You sound totally overwhelmed and I can relate. I have been there at one time or another with all three of my kiddos. I assume that he has lots of toys, but is it possible that he is bored with them or has outgrown them. It sounds like he is playing with inappropriate things, perhaps it's out of boredom? Maybe some new toys would help? I only let my kids have whatever toys will fit on our toyshelf out at a time. The rest I pack up in bins and store in the closet. Every few weeks I go through and rotate the toys. I have found with fewer toys they actually play with them longer and take better care of them. Bringing the "new" toys out is super exciting for them because they get to play with old favorites. Another suggestion is a sensory tub with some rice or pasta and a few trucks or measuring spoons. Pretty much anything. Keeps my kids occupied for hours, even my 6yo. Yes, I usually have a mess to sweep up after, but as long as they aren't throwing things on the ground I let it go. If they do throw things on the floor (which they do at times) I put the sensory tub away and have them clean up the mess to the best of their ability. Then next time, I remind them to keep it on the table and we try again.

As far as the choices, I would give him two choices if he doesn't want either of those than he doesn't get to make the choice and you make the choice for him. He doesn't get to add another option. He probably wont be happy about it, but he will quickly learn to listen and respect what you are saying. As long as he is safe, I would let him throw the fit and try to igmore it or say something like "wow, you're really frustrated right now, let me know when you want to talk"

With the scissors example I would say "these are Mommy's scissors, here's yours." If he didn't want to use his than he doesn't get to use any scissors. Then I would place the sewing scissors out of reach so it's not an issue. If he draws on the walls the crayons go away. Everything has a consequence and you have to follow through. I also will attempt to explain to my kids that my job is to keep you safe and teach you to make good choices. Sometimes that means that you will be mad at me, but I always love you no matter what. In other words, I try to empathize with their feelings without giving in.

As I read through this I hope I didn't make it sound like any of this is simple. The concept is simple, the reality is always much more complicated. And I know that when I am in the middle of a battle with one of my kids I struggle to stay calm and see things objectively. I hope some of the responses you've gotten here help.


----------



## tjjazzy (Jan 18, 2007)

++++++

▶ WHAT YOU HAVE TO DO
Decide whether each statement agrees with the parenting reply above. Answer yes or no for each, and quote the words of the reply that settle it.
(a) The writer keeps every toy out on the toyshelf at the same time.
(b) If the child turns down both choices, he may add a third option of his own.
(c) If the child draws on the walls, the crayons are taken away.

▶ DATA LINES
++++++

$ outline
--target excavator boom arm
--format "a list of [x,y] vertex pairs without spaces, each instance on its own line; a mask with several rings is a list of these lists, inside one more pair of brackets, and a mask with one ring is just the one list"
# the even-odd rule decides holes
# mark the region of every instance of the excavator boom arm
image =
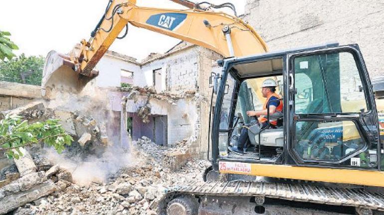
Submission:
[[224,57],[267,50],[252,27],[223,12],[142,7],[137,6],[135,0],[114,0],[94,36],[88,41],[82,41],[80,54],[73,58],[75,70],[91,76],[96,64],[128,23],[207,48]]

++++++

▶ IN RESPONSE
(a) No: "I only let my kids have whatever toys will fit on our toyshelf out at a time. The rest I pack up in bins and store in the closet."
(b) No: "He doesn't get to add another option."
(c) Yes: "If he draws on the walls the crayons go away."